» **Task objective**:
For each line below that contains the word "black", return that line.

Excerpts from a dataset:
==============================

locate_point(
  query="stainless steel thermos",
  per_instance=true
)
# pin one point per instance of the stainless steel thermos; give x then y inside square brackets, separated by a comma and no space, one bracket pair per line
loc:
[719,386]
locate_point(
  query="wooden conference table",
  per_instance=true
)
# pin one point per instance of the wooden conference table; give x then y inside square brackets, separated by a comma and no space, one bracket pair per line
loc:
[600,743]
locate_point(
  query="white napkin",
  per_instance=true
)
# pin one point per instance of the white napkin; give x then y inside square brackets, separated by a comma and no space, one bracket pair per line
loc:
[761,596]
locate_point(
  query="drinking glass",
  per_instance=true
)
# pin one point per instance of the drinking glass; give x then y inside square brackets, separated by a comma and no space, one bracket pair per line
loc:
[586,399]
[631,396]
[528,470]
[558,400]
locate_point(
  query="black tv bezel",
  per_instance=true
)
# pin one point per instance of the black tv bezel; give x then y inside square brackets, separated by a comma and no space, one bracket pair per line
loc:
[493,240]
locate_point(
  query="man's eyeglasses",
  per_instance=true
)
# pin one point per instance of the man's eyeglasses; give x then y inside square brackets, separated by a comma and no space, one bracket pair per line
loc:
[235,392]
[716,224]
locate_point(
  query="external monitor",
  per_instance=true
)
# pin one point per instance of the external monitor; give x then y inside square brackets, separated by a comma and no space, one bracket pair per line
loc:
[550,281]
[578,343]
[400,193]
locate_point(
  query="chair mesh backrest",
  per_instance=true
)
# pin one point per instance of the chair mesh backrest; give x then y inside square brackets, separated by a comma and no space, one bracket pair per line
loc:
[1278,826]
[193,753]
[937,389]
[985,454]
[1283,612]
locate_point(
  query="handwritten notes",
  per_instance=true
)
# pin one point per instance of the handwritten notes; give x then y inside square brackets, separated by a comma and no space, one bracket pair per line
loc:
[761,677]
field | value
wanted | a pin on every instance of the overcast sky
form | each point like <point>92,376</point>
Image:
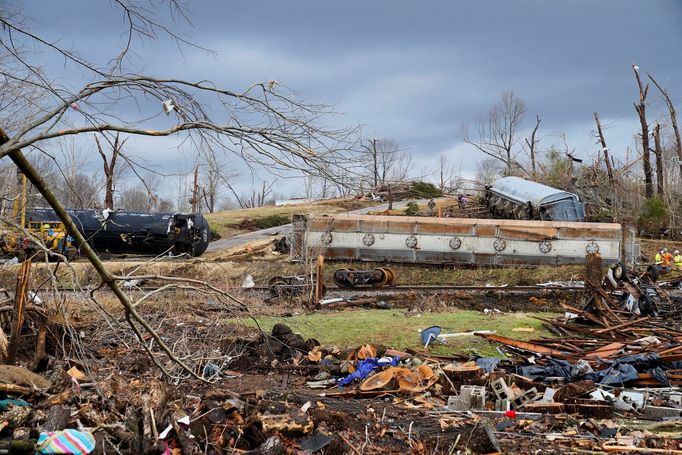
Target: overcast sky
<point>411,71</point>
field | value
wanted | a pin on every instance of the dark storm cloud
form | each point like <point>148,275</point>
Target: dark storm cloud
<point>414,71</point>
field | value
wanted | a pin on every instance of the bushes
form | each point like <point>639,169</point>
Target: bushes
<point>412,209</point>
<point>263,222</point>
<point>654,217</point>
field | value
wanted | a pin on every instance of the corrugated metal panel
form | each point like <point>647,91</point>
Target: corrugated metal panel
<point>457,241</point>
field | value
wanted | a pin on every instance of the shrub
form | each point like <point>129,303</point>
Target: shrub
<point>412,209</point>
<point>263,222</point>
<point>654,217</point>
<point>269,221</point>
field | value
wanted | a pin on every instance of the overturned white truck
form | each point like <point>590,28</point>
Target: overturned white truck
<point>520,199</point>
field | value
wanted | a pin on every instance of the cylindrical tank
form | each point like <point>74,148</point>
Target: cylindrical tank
<point>116,231</point>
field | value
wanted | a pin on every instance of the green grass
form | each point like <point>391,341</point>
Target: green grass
<point>224,222</point>
<point>398,329</point>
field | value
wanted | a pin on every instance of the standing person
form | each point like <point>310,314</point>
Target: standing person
<point>678,261</point>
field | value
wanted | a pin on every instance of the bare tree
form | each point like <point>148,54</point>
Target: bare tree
<point>449,178</point>
<point>135,198</point>
<point>673,120</point>
<point>496,133</point>
<point>605,149</point>
<point>660,164</point>
<point>216,176</point>
<point>110,170</point>
<point>487,171</point>
<point>641,112</point>
<point>386,161</point>
<point>532,144</point>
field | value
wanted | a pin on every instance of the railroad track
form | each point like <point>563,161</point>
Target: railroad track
<point>360,289</point>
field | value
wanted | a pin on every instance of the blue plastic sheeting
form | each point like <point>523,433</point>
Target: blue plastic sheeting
<point>364,367</point>
<point>5,404</point>
<point>554,368</point>
<point>615,374</point>
<point>487,364</point>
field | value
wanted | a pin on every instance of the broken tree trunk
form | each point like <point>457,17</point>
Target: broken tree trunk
<point>605,149</point>
<point>658,151</point>
<point>19,307</point>
<point>532,144</point>
<point>673,121</point>
<point>646,157</point>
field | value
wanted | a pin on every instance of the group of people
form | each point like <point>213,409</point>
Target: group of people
<point>666,260</point>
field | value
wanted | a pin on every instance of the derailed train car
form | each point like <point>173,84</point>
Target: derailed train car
<point>142,233</point>
<point>425,240</point>
<point>520,199</point>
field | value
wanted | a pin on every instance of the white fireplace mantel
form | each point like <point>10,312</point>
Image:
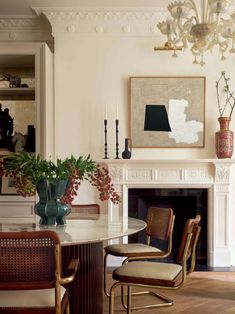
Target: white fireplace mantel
<point>213,174</point>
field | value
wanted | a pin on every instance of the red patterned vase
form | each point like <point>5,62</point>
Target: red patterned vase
<point>224,139</point>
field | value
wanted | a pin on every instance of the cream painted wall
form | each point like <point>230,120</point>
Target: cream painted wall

==============================

» **Response area**:
  query="black tv bezel",
# pin one point per instance of the black tv bezel; give x then y inside square brackets, separated by a comma and no space, one bracket pair per line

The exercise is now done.